◆ Required work ◆
Can you copy out all of the material below word for word, leaving out the pictures?

┌────────

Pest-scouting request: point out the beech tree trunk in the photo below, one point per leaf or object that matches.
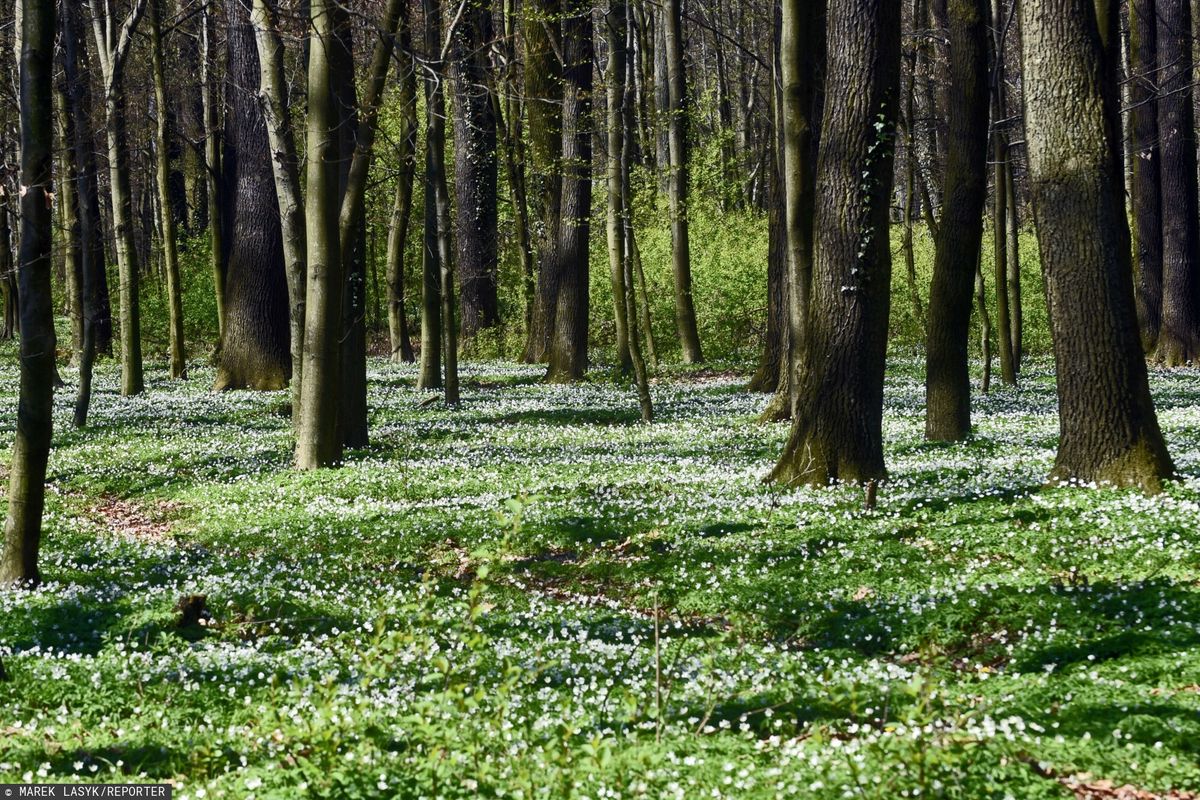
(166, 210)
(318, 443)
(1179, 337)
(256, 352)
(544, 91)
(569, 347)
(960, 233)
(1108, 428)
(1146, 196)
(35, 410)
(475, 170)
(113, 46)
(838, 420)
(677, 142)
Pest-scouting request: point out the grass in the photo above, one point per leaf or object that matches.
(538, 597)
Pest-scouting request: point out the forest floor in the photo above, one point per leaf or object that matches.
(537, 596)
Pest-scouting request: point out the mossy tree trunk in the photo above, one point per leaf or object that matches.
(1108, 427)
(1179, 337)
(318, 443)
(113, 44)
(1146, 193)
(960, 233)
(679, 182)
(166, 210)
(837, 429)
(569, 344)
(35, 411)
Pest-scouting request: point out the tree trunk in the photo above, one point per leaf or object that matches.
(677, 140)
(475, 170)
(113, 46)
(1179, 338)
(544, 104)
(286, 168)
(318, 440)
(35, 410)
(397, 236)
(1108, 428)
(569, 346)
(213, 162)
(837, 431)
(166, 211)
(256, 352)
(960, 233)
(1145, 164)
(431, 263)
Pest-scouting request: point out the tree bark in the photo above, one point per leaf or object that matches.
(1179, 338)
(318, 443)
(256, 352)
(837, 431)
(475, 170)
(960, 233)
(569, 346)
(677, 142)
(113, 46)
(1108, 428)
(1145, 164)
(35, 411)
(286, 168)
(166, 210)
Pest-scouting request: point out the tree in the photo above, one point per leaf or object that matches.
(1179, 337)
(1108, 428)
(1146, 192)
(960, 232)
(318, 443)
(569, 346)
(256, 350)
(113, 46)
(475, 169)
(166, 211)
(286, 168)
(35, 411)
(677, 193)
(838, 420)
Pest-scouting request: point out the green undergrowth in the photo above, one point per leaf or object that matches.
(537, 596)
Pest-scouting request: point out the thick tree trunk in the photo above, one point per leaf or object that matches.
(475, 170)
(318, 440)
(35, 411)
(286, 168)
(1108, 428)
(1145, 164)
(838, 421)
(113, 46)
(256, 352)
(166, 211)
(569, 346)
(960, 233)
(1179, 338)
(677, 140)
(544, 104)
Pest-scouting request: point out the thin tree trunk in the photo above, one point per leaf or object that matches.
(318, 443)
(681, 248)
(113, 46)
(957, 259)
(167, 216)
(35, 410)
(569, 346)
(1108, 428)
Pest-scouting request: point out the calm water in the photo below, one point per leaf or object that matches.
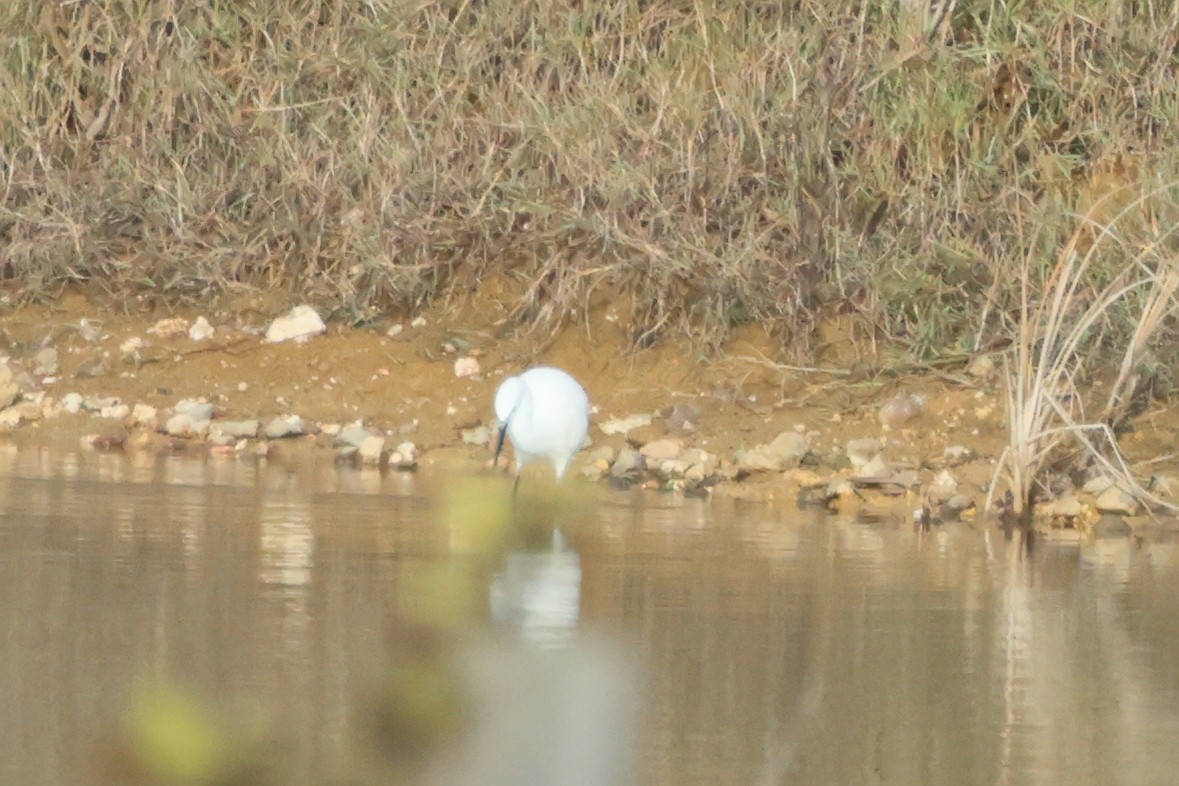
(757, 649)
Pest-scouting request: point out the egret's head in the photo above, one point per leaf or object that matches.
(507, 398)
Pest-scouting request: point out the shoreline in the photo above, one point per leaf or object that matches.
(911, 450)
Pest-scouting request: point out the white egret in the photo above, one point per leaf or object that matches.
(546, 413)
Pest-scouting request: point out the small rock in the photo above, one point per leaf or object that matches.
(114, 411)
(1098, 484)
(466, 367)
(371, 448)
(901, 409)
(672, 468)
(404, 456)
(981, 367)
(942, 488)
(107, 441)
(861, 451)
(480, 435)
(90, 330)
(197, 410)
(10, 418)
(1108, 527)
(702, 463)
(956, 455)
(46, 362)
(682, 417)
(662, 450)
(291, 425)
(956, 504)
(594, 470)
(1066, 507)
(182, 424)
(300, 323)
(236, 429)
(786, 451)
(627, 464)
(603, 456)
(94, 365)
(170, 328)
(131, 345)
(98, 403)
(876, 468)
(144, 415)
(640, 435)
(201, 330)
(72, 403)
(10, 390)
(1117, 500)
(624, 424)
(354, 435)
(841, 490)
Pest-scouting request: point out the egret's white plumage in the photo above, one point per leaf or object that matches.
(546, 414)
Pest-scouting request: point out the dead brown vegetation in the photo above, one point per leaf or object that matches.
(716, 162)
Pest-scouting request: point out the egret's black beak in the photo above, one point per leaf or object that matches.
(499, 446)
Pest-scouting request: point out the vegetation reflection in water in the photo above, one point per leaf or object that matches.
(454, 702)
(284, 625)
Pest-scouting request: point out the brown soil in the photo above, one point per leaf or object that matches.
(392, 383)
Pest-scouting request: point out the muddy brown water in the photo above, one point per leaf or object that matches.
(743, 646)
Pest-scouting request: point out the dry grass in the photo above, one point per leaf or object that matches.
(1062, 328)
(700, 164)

└────────

◆ Exercise solution ◆
Pest-scouting request: point out the beech tree trunk in the photo below, one point per leaf or object that matches.
(166, 210)
(318, 443)
(1179, 337)
(256, 352)
(544, 91)
(569, 347)
(960, 233)
(1108, 428)
(1146, 196)
(35, 410)
(475, 170)
(113, 46)
(838, 420)
(677, 142)
Pest-scouting request: point out the grass in the photo above, one point per leaf or object that matches.
(538, 597)
Pest-scouting request: point out the forest floor in the photo above, one point per leaf or object that matches.
(537, 596)
Pest-scouting request: point out the mossy tree trunk in the photo above, one point per leaf or object that matches.
(1108, 427)
(1179, 337)
(318, 443)
(113, 44)
(1146, 193)
(960, 233)
(679, 182)
(166, 210)
(837, 429)
(569, 344)
(35, 411)
Pest-scouting request: point out the tree trunk in the photo above, one point per leaf or object that matches.
(677, 140)
(475, 170)
(113, 46)
(1179, 338)
(544, 104)
(286, 168)
(318, 440)
(35, 410)
(397, 236)
(1108, 428)
(569, 346)
(213, 162)
(837, 431)
(166, 211)
(256, 352)
(960, 233)
(1145, 164)
(431, 263)
Pest-scouting request: point out the tree bark in the photo above, one point per leaf or object that matches.
(1179, 338)
(318, 443)
(256, 352)
(837, 431)
(475, 170)
(960, 233)
(569, 346)
(677, 142)
(113, 46)
(1108, 428)
(1145, 164)
(35, 411)
(286, 168)
(166, 210)
Pest-scouting request: point out the tree in the photo above, one point per leaf or object that matches.
(1179, 337)
(1108, 428)
(1146, 192)
(960, 232)
(318, 443)
(569, 346)
(256, 350)
(113, 46)
(475, 169)
(166, 211)
(286, 168)
(35, 411)
(677, 193)
(838, 420)
Pest-scouting request: point out the green undergrowth in the photo above, one point per leaf or object that matches.
(537, 596)
Pest-scouting request: point out the thick tree trunk in the photo above, one point per leaf or object that matches.
(475, 170)
(318, 440)
(35, 411)
(286, 168)
(1108, 428)
(1145, 164)
(838, 421)
(113, 46)
(256, 352)
(166, 211)
(569, 346)
(960, 233)
(1179, 338)
(677, 140)
(544, 104)
Pest-scouting request: point out the thin tree trunk in the photo above, one point per leaf or object that matches.
(318, 443)
(681, 248)
(113, 46)
(957, 259)
(167, 216)
(35, 410)
(569, 346)
(1108, 428)
Pest-scouting request: point out the calm water in the photo below, one point per leaf or object that matches.
(757, 649)
Pest-scouting request: point out the egret's head in the photo above, one point per leaf or object that matches.
(507, 398)
Pest-scouting request: point out the shoreline in the photo above, one point per leaf or object that matches.
(911, 450)
Pest-scouting request: point out the white egret in the photo above, one point per leaf or object that matches.
(546, 413)
Pest-scouting request: point out the small rock in the photo above, one point per leaf or object that matches.
(114, 411)
(1098, 484)
(466, 367)
(371, 448)
(901, 409)
(672, 468)
(404, 456)
(981, 367)
(942, 488)
(107, 441)
(861, 451)
(480, 435)
(90, 330)
(197, 410)
(10, 418)
(1108, 527)
(702, 463)
(956, 455)
(46, 362)
(682, 417)
(662, 450)
(291, 425)
(956, 504)
(594, 470)
(1066, 507)
(182, 424)
(300, 323)
(236, 429)
(786, 451)
(627, 464)
(603, 456)
(94, 365)
(170, 328)
(131, 345)
(98, 403)
(876, 468)
(144, 415)
(640, 435)
(201, 330)
(72, 403)
(10, 390)
(1117, 500)
(624, 424)
(354, 435)
(841, 490)
Pest-scouting request: point out the egret's white plumage in the photo above, one point per leaf or object that matches.
(546, 414)
Pest-scouting request: point out the dead brown vegetation in the photo above, one point per leaf or object that matches.
(716, 162)
Pest-scouting request: point out the egret's black beak in the photo above, one point per leaf or object that matches.
(499, 446)
Pest-scouting request: point out the vegetation reflection in water in the photo above, one point per leaf or object that matches.
(454, 702)
(284, 625)
Pest-scouting request: point out the brown soil in the photo above, one point per leaf or object that matches.
(392, 383)
Pest-scouting request: point out the muddy brown water in the photo above, one point per leaf or object that matches.
(743, 646)
Pest-scouting request: point out the dry grass in the photo above, one point per leaf or object that matches.
(1062, 328)
(700, 164)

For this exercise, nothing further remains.